» **EXERCISES**:
a) According to the binary options text, at what time and on which day do Nadex's weekly binary options expire?
b) Please quote the stretch of the binary options text from "Binary options in forex are" through "value is $1.".

» **DOCUMENT**:
Thus the risk-reward profile for the buyer and seller in this instance can be stated as follows:

Buyer

  • Maximum risk = $35
  • Maximum reward = $65 ($100 – $35)

Seller

  • Maximum risk = $65
  • Maximum reward = $35 ($100 – $65)

Forex Markets

Binary options in forex are available from exchanges such as Nadex, which offers them on the most popular pairs such as USD-CAD, EUR-USD, and USD-JPY, as well as on a number of other widely-traded currency pairs. These options are offered with expirations ranging from intraday to daily and weekly. The tick size on spot forex binaries from Nadex is 1, and the tick value is $1.

The intraday forex binary options offered by Nadex expire hourly, while the daily ones expire at certain set times throughout the day. The weekly binary options expire at 3 P.M. on Friday.

For forex contracts, Nadex calculates the expiration value by taking the midpoint prices of the last 25 trades in the forex market, eliminates the highest five and lowest five prices, and then takes the arithmetic average of the remaining 15 prices.

Examples of Binary Options in Forex

Let’s use the EUR-USD currency pair to demonstrate how binary options can be used to trade forex. We use a weekly option that will expire at 3 P.M. on Friday, or four days from now (or Monday). Assume the current exchange rate is EUR 1 = USD 1.2440.

Consider the following scenarios:

1. You believe the euro is unlikely to weaken by Friday and should stay above 1.2425. The binary option EUR/USD>1.2425 is quoted at 49.00/55.00. You buy 10 contracts for a total of $550 (excluding commissions). At 3 P.M. on Friday, the euro is trading at USD 1.2450. Your binary option settles at 100, giving you a payout of $1,000. Your gross gain (before taking commissions into account) is $450, or approximately 82%. However, if the euro had closed below 1.2425, you would lose your entire $550 investment, for a 100% loss.

Collection entries
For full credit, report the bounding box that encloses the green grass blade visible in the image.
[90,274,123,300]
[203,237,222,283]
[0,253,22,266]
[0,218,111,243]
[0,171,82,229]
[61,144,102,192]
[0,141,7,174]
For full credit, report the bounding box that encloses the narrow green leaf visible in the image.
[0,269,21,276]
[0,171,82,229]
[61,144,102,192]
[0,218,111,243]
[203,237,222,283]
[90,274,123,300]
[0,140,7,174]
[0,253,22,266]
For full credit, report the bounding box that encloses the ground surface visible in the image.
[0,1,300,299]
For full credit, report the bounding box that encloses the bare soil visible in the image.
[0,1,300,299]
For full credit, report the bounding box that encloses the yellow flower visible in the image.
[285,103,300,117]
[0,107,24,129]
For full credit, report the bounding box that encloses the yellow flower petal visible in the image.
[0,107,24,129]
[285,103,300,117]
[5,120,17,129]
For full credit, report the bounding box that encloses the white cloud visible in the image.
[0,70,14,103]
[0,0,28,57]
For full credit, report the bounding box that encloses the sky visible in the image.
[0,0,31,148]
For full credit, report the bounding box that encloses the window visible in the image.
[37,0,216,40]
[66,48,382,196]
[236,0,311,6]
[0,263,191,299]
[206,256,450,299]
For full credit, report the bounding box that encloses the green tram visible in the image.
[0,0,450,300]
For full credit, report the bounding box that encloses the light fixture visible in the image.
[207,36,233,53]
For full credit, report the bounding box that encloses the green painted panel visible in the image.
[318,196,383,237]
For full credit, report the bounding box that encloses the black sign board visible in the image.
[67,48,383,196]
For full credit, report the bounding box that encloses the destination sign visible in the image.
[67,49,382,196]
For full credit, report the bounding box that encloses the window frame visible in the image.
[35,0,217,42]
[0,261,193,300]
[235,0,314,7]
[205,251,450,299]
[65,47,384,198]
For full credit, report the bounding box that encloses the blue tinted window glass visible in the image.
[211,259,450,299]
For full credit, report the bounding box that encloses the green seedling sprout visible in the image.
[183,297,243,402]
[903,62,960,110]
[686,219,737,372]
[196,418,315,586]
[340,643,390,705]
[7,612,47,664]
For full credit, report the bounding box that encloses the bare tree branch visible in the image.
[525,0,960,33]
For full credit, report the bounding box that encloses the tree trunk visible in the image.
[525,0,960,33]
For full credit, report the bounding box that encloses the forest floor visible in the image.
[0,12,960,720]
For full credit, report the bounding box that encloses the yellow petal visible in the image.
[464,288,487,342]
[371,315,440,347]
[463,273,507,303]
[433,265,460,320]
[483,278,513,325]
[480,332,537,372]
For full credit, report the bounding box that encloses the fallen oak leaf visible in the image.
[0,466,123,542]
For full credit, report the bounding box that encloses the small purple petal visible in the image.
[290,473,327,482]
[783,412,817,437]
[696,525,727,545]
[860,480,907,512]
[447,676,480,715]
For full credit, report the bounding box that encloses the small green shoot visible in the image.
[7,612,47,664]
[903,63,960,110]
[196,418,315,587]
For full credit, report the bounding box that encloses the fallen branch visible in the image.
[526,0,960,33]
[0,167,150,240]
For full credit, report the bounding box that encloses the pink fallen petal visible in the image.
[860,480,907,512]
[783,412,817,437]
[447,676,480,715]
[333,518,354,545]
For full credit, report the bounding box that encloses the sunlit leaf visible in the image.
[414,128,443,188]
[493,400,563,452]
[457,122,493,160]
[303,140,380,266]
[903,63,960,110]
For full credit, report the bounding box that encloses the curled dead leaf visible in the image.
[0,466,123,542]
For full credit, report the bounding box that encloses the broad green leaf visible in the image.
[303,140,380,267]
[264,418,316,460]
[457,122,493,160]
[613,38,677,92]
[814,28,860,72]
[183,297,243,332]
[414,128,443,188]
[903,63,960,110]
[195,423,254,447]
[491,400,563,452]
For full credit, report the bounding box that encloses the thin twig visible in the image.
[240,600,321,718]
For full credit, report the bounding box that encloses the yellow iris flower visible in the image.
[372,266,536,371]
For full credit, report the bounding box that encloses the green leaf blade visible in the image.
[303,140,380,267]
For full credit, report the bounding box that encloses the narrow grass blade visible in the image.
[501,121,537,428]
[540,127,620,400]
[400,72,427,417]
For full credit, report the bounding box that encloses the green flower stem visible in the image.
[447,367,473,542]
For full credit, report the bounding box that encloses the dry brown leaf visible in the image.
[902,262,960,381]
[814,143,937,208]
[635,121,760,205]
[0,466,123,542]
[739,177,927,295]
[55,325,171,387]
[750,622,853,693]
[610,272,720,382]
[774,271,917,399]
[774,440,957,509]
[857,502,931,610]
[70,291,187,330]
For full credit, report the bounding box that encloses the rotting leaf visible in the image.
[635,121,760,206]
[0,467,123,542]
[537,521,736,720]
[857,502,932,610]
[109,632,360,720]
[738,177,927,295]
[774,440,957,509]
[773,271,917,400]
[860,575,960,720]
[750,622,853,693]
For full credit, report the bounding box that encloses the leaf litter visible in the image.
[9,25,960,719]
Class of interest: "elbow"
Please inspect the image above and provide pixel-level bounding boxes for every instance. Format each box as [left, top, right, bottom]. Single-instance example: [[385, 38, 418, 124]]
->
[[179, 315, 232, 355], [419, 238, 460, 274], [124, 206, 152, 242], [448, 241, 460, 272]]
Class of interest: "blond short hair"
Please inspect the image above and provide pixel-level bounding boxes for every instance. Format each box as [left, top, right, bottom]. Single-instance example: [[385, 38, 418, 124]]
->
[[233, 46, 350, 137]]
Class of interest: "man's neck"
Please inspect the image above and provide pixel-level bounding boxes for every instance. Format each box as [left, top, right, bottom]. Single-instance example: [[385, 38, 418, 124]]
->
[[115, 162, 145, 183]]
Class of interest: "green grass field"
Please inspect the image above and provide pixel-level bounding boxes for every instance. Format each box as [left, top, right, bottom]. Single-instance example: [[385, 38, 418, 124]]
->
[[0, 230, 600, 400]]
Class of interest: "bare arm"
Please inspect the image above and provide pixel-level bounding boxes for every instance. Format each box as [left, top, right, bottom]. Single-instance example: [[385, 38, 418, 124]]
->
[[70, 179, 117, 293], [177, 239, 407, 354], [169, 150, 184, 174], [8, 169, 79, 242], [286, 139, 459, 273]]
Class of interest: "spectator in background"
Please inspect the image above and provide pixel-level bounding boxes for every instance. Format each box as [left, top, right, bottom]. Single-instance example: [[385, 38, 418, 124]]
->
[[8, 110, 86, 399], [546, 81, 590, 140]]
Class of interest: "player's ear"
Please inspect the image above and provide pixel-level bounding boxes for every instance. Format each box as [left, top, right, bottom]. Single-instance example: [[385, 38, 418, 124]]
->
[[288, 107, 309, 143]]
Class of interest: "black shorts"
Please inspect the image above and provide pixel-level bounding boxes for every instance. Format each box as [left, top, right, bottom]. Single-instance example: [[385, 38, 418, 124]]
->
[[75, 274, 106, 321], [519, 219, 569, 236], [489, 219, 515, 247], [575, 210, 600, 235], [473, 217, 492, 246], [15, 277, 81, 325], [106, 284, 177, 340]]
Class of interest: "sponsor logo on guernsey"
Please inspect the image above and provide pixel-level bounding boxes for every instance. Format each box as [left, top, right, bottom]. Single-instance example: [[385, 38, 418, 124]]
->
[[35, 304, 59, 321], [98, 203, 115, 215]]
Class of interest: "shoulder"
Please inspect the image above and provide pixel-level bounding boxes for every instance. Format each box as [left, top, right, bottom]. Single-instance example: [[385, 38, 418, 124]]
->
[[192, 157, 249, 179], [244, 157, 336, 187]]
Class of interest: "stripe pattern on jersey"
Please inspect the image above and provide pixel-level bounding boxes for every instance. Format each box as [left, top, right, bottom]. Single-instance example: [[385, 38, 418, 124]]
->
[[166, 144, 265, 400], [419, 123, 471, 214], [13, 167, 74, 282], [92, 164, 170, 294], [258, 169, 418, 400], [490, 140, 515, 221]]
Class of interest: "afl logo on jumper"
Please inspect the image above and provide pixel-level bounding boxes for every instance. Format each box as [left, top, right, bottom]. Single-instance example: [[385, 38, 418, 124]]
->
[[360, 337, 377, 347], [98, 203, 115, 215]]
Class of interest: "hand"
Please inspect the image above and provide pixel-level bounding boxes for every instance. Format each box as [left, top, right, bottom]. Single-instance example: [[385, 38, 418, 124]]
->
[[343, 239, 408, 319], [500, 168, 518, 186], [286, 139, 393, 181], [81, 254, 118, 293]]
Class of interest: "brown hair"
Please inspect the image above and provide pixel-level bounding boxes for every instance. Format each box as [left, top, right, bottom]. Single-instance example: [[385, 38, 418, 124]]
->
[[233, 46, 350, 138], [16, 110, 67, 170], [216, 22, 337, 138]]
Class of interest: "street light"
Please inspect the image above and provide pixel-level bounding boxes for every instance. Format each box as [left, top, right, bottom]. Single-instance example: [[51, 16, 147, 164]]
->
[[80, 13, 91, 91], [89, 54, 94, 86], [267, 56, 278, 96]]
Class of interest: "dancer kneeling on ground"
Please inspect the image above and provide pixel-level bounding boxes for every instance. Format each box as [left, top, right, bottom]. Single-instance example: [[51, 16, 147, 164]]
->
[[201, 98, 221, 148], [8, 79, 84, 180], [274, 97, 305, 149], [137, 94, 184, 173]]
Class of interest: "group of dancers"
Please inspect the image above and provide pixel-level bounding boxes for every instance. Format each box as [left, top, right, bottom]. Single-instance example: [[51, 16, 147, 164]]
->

» **TASK SOLUTIONS**:
a) They expire at 3 P.M. on Friday.

b)
Binary options in forex are available from exchanges such as Nadex, which offers them on the most popular pairs such as USD-CAD, EUR-USD, and USD-JPY, as well as on a number of other widely-traded currency pairs. These options are offered with expirations ranging from intraday to daily and weekly. The tick size on spot forex binaries from Nadex is 1, and the tick value is $1.